DATA PROVIDED section start

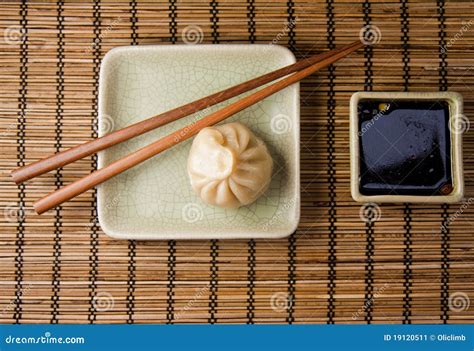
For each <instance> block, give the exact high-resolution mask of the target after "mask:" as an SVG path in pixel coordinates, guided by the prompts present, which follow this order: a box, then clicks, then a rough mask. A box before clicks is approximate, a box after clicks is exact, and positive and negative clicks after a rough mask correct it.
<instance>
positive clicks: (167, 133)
mask: <svg viewBox="0 0 474 351" xmlns="http://www.w3.org/2000/svg"><path fill="white" fill-rule="evenodd" d="M293 62H295V58H294V56H293V54H292V53H291V52H290V51H288V50H287V49H285V48H283V47H280V46H276V45H195V46H194V45H183V46H180V45H169V46H164V45H160V46H139V47H136V46H135V47H132V46H130V47H121V48H116V49H113V50H111V51H110V52H108V53H107V55H106V56H105V58H104V60H103V62H102V67H101V72H100V82H99V134H100V135H102V134H105V133H108V132H110V131H112V130H117V129H120V128H123V127H126V126H128V125H130V124H132V123H136V122H138V121H140V120H143V119H145V118H147V117H150V116H153V115H156V114H159V113H162V112H166V111H168V110H170V109H172V108H175V107H177V106H180V105H183V104H185V103H187V102H190V101H193V100H196V99H198V98H201V97H203V96H206V95H209V94H211V93H214V92H216V91H219V90H222V89H225V88H227V87H230V86H233V85H235V84H238V83H240V82H243V81H245V80H248V79H250V78H253V77H255V76H258V75H261V74H264V73H267V72H269V71H272V70H275V69H277V68H280V67H283V66H286V65H289V64H291V63H293ZM236 99H237V98H234V99H232V100H230V102H232V101H235V100H236ZM230 102H229V101H227V102H224V103H221V104H219V105H217V106H213V107H211V108H209V109H207V110H205V111H202V112H200V113H196V114H194V115H190V116H188V117H186V118H183V119H181V120H179V121H176V122H174V123H171V124H168V125H166V126H164V127H161V128H159V129H158V130H155V131H152V132H149V133H147V134H145V135H142V136H140V137H137V138H135V139H133V140H130V141H128V142H125V143H122V144H120V145H116V146H115V147H112V148H110V149H107V150H104V151H102V152H100V153H99V167H104V166H105V165H107V164H109V163H110V162H112V161H114V160H117V159H118V158H121V157H124V156H125V155H127V154H128V153H130V152H132V151H134V150H136V149H138V148H140V147H143V146H145V145H147V144H149V143H151V142H153V141H155V140H157V139H158V138H160V137H163V136H165V135H167V134H169V133H171V132H173V131H174V130H176V129H178V128H181V127H184V126H185V125H187V124H190V123H192V122H193V121H195V120H196V119H198V118H202V117H203V116H205V115H207V114H208V113H210V112H213V111H216V110H217V109H219V108H222V107H223V106H225V105H227V104H229V103H230ZM233 121H240V122H242V123H244V124H245V125H247V126H248V127H249V128H250V129H251V130H252V131H253V132H254V133H255V134H256V135H257V136H258V137H260V138H261V139H262V140H264V141H265V142H266V144H267V146H268V148H269V150H270V153H271V155H272V157H273V159H274V165H275V166H274V173H273V177H272V181H271V184H270V188H269V189H268V191H267V192H266V193H265V194H264V195H263V196H262V197H260V198H259V199H258V200H257V201H256V202H255V203H253V204H251V205H249V206H245V207H241V208H239V209H237V210H235V209H234V210H228V209H227V210H226V209H221V208H217V207H212V206H208V205H206V204H205V203H203V202H202V201H201V200H200V199H199V197H198V196H197V195H196V194H195V193H194V192H193V190H192V188H191V186H190V184H189V179H188V175H187V171H186V161H187V157H188V153H189V149H190V145H191V142H192V140H188V141H186V142H183V143H181V144H179V145H177V146H175V147H174V148H172V149H170V150H168V151H166V152H164V153H162V154H160V155H157V156H155V157H154V158H152V159H150V160H148V161H146V162H144V163H143V164H141V165H139V166H137V167H134V168H132V169H130V170H128V171H127V172H125V173H123V174H121V175H119V176H117V177H115V178H113V179H111V180H109V181H107V182H106V183H104V184H102V185H101V186H100V187H99V189H98V205H97V206H98V214H99V222H100V225H101V226H102V229H103V230H104V232H105V233H106V234H108V235H109V236H111V237H114V238H121V239H137V240H150V239H166V240H169V239H212V238H215V239H237V238H280V237H284V236H287V235H289V234H291V233H292V232H293V231H294V230H295V229H296V227H297V225H298V222H299V213H300V192H299V191H300V190H299V187H300V175H299V86H298V85H297V84H296V85H293V86H291V87H288V88H286V89H285V90H283V91H281V92H279V93H277V94H275V95H273V96H271V97H269V98H267V99H265V100H264V101H262V102H260V103H258V104H256V105H254V106H251V107H250V108H247V109H246V110H244V111H242V112H240V113H238V114H236V115H234V116H232V117H231V118H229V119H228V120H227V121H225V122H224V123H227V122H233Z"/></svg>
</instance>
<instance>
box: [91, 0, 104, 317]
mask: <svg viewBox="0 0 474 351" xmlns="http://www.w3.org/2000/svg"><path fill="white" fill-rule="evenodd" d="M93 10H94V11H93V12H94V13H93V18H94V41H93V43H92V48H93V50H92V53H93V64H94V66H93V67H94V68H93V78H94V87H93V99H92V125H91V137H92V139H96V138H97V137H98V133H97V131H98V127H97V126H98V106H97V100H98V95H99V71H100V51H101V37H100V25H101V14H100V0H94V6H93ZM91 168H92V171H95V170H96V169H97V154H93V155H92V157H91ZM90 230H91V235H90V245H91V251H90V255H89V262H90V270H89V275H90V279H89V281H90V283H89V289H90V290H89V304H90V306H89V316H88V319H89V323H91V324H92V323H94V322H95V321H96V319H97V315H96V308H95V296H96V291H97V272H98V265H99V262H98V251H99V248H98V246H99V225H98V220H97V189H96V188H93V190H92V204H91V226H90Z"/></svg>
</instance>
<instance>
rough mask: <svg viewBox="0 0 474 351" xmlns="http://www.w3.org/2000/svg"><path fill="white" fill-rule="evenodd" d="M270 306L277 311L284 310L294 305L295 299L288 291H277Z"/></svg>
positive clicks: (275, 311) (278, 311)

DATA PROVIDED section end

:: ACTION ITEM ::
Return the records above exactly as written, but without any of the pictures.

:: EXPECTED ANSWER ::
For each <instance> block, give the exact high-resolution mask of the target after "mask:" as an SVG path in pixel coordinates, guided by the prompts present, which follow this order: a box, then clicks, then a rough mask. A box before clicks is approximate, a box after clicks is exact, and positive and negative clicks after a rough mask correct it.
<instance>
positive clicks: (167, 133)
mask: <svg viewBox="0 0 474 351" xmlns="http://www.w3.org/2000/svg"><path fill="white" fill-rule="evenodd" d="M293 62H295V58H294V56H293V54H292V53H291V52H290V51H288V50H287V49H285V48H283V47H280V46H276V45H195V46H194V45H183V46H180V45H169V46H164V45H160V46H139V47H136V46H135V47H132V46H130V47H121V48H116V49H113V50H111V51H110V52H108V53H107V55H106V56H105V58H104V60H103V62H102V67H101V72H100V82H99V134H100V135H102V134H105V133H108V132H110V131H112V130H117V129H120V128H123V127H126V126H128V125H130V124H132V123H136V122H138V121H140V120H143V119H145V118H147V117H150V116H153V115H156V114H159V113H162V112H166V111H168V110H170V109H172V108H175V107H177V106H180V105H183V104H185V103H187V102H190V101H193V100H196V99H198V98H201V97H203V96H206V95H209V94H211V93H214V92H216V91H219V90H222V89H225V88H227V87H230V86H233V85H235V84H238V83H240V82H243V81H245V80H248V79H250V78H253V77H255V76H258V75H261V74H264V73H267V72H269V71H272V70H275V69H277V68H280V67H283V66H286V65H289V64H291V63H293ZM236 99H237V98H234V99H232V100H230V102H232V101H235V100H236ZM230 102H229V101H227V102H224V103H221V104H219V105H217V106H213V107H211V108H209V109H207V110H205V111H202V112H200V113H196V114H194V115H190V116H188V117H186V118H183V119H181V120H179V121H176V122H174V123H171V124H168V125H166V126H164V127H161V128H159V129H158V130H155V131H152V132H149V133H147V134H145V135H142V136H140V137H137V138H135V139H133V140H130V141H128V142H125V143H122V144H120V145H116V146H115V147H112V148H110V149H107V150H104V151H102V152H100V153H99V167H104V166H105V165H107V164H109V163H110V162H112V161H114V160H117V159H118V158H121V157H124V156H125V155H127V154H128V153H130V152H132V151H134V150H136V149H138V148H140V147H143V146H145V145H147V144H149V143H151V142H153V141H155V140H157V139H158V138H160V137H163V136H165V135H167V134H169V133H171V132H173V131H174V130H176V129H178V128H181V127H184V126H185V125H187V124H190V123H192V122H193V121H195V120H196V119H198V118H202V117H203V116H205V115H207V114H208V113H210V112H213V111H216V110H217V109H219V108H222V107H223V106H225V105H227V104H229V103H230ZM233 121H240V122H242V123H244V124H245V125H247V126H248V127H249V128H250V129H251V130H252V131H253V132H254V133H255V134H256V135H257V136H258V137H260V138H261V139H262V140H264V141H265V142H266V144H267V146H268V148H269V150H270V153H271V155H272V157H273V159H274V165H275V166H274V173H273V177H272V181H271V184H270V188H269V189H268V191H267V192H266V193H265V194H264V195H263V196H262V197H260V198H259V199H258V200H257V201H256V202H255V203H253V204H251V205H249V206H245V207H241V208H239V209H237V210H235V209H234V210H228V209H227V210H226V209H221V208H217V207H212V206H208V205H206V204H205V203H203V202H202V201H201V200H200V199H199V197H198V196H197V195H196V194H195V193H194V192H193V190H192V188H191V186H190V184H189V179H188V175H187V171H186V161H187V157H188V153H189V149H190V145H191V142H192V140H188V141H186V142H183V143H181V144H179V145H177V146H175V147H174V148H172V149H170V150H168V151H166V152H164V153H162V154H160V155H157V156H155V157H154V158H152V159H150V160H148V161H146V162H144V163H143V164H141V165H139V166H137V167H134V168H132V169H130V170H128V171H127V172H125V173H123V174H121V175H119V176H117V177H115V178H113V179H111V180H109V181H107V182H106V183H104V184H102V185H101V186H100V187H99V189H98V205H97V206H98V214H99V222H100V225H101V226H102V229H103V230H104V232H105V233H106V234H108V235H109V236H111V237H114V238H121V239H137V240H150V239H166V240H169V239H212V238H215V239H237V238H280V237H284V236H287V235H289V234H291V233H292V232H293V231H294V230H295V229H296V227H297V225H298V222H299V213H300V192H299V191H300V190H299V187H300V175H299V86H298V85H297V84H296V85H293V86H291V87H288V88H286V89H285V90H283V91H281V92H279V93H277V94H275V95H273V96H271V97H269V98H267V99H265V100H264V101H262V102H260V103H258V104H256V105H254V106H251V107H250V108H247V109H246V110H244V111H242V112H240V113H238V114H236V115H234V116H232V117H231V118H229V119H228V120H227V121H225V122H224V123H227V122H233Z"/></svg>
</instance>
<instance>
box: [91, 0, 104, 317]
mask: <svg viewBox="0 0 474 351" xmlns="http://www.w3.org/2000/svg"><path fill="white" fill-rule="evenodd" d="M93 10H94V11H93V12H94V13H93V18H94V41H93V43H92V48H93V50H92V53H93V64H94V66H93V67H94V68H93V78H94V87H93V99H92V125H91V137H92V139H96V138H97V137H98V133H97V131H98V127H97V126H98V106H97V100H98V95H99V71H100V51H101V37H100V25H101V14H100V0H94V6H93ZM91 168H92V171H95V170H96V169H97V154H93V155H92V157H91ZM90 230H91V235H90V245H91V251H90V255H89V262H90V270H89V275H90V279H89V281H90V283H89V289H90V290H89V304H90V306H89V316H88V319H89V323H91V324H92V323H94V322H95V321H96V319H97V315H96V308H95V296H96V291H97V272H98V265H99V262H98V251H99V248H98V246H99V225H98V220H97V189H96V188H93V190H92V204H91V226H90Z"/></svg>
</instance>
<instance>
rough mask: <svg viewBox="0 0 474 351" xmlns="http://www.w3.org/2000/svg"><path fill="white" fill-rule="evenodd" d="M270 306L277 311L284 310L294 305L295 299L288 291H277Z"/></svg>
positive clicks: (275, 311) (278, 311)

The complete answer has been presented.